(AIM OF THE EXERCISE)
Both the line with "inside: enclosed by" and the line with "Provide the mask" in the records below must appear in the output, along with every line between them, exactly and with nothing added.

(Dataset entries)
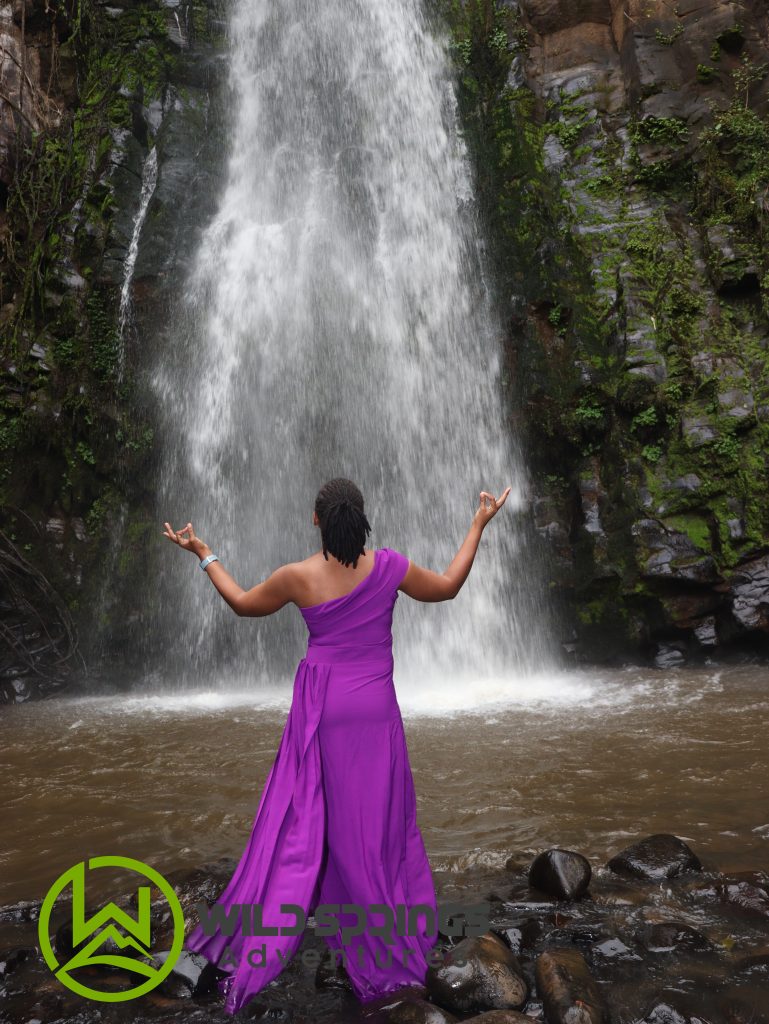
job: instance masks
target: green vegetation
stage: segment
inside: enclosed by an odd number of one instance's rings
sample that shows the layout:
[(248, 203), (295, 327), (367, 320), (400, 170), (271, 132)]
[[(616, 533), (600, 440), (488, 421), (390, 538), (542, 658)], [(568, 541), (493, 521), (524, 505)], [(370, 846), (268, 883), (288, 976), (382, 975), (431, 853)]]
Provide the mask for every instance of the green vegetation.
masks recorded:
[(706, 84), (712, 82), (716, 75), (716, 69), (709, 64), (697, 65), (697, 81)]
[(679, 22), (671, 32), (663, 32), (662, 29), (655, 28), (654, 38), (658, 43), (662, 43), (663, 46), (672, 46), (678, 37), (683, 33), (684, 27)]
[[(533, 472), (565, 523), (586, 459), (597, 460), (607, 494), (608, 547), (578, 539), (562, 583), (586, 635), (611, 621), (631, 643), (640, 620), (666, 615), (640, 574), (635, 520), (664, 509), (669, 528), (721, 572), (769, 547), (769, 118), (752, 106), (766, 69), (746, 54), (733, 66), (742, 30), (723, 33), (697, 78), (714, 82), (729, 54), (728, 108), (696, 127), (631, 109), (623, 153), (579, 94), (540, 105), (508, 85), (517, 43), (507, 8), (445, 9), (464, 54), (460, 105), (481, 213), (502, 291), (514, 297), (507, 393), (523, 412)], [(506, 49), (492, 43), (500, 29)], [(682, 30), (658, 41), (672, 45)], [(557, 171), (548, 137), (566, 154)], [(736, 233), (726, 255), (708, 234), (722, 224)], [(729, 389), (750, 394), (749, 415), (730, 415), (719, 400)], [(710, 434), (697, 434), (699, 421)], [(733, 535), (735, 508), (744, 529)]]
[[(193, 6), (199, 28), (201, 12)], [(17, 172), (0, 240), (0, 519), (63, 594), (87, 611), (90, 569), (104, 557), (110, 510), (143, 517), (152, 426), (123, 374), (117, 325), (120, 276), (105, 261), (124, 177), (153, 144), (140, 116), (162, 98), (179, 56), (156, 0), (110, 12), (95, 0), (59, 7), (51, 82), (72, 84), (62, 116), (19, 131)], [(138, 133), (138, 138), (137, 134)], [(124, 149), (124, 141), (133, 147)], [(116, 172), (116, 167), (118, 171)], [(42, 357), (40, 353), (42, 352)], [(52, 550), (40, 524), (83, 521), (72, 557)], [(69, 543), (69, 541), (68, 541)]]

(RESULT)
inside: enclosed by an odd number of one instance's rings
sample that shows the layout:
[(248, 203), (295, 327), (367, 320), (400, 170), (271, 132)]
[[(616, 533), (600, 440), (488, 421), (390, 538), (542, 658)], [(568, 541), (493, 521), (524, 505)], [(370, 846), (268, 883), (288, 976), (382, 975), (431, 853)]]
Provide the mask for every instance of the green vegetation.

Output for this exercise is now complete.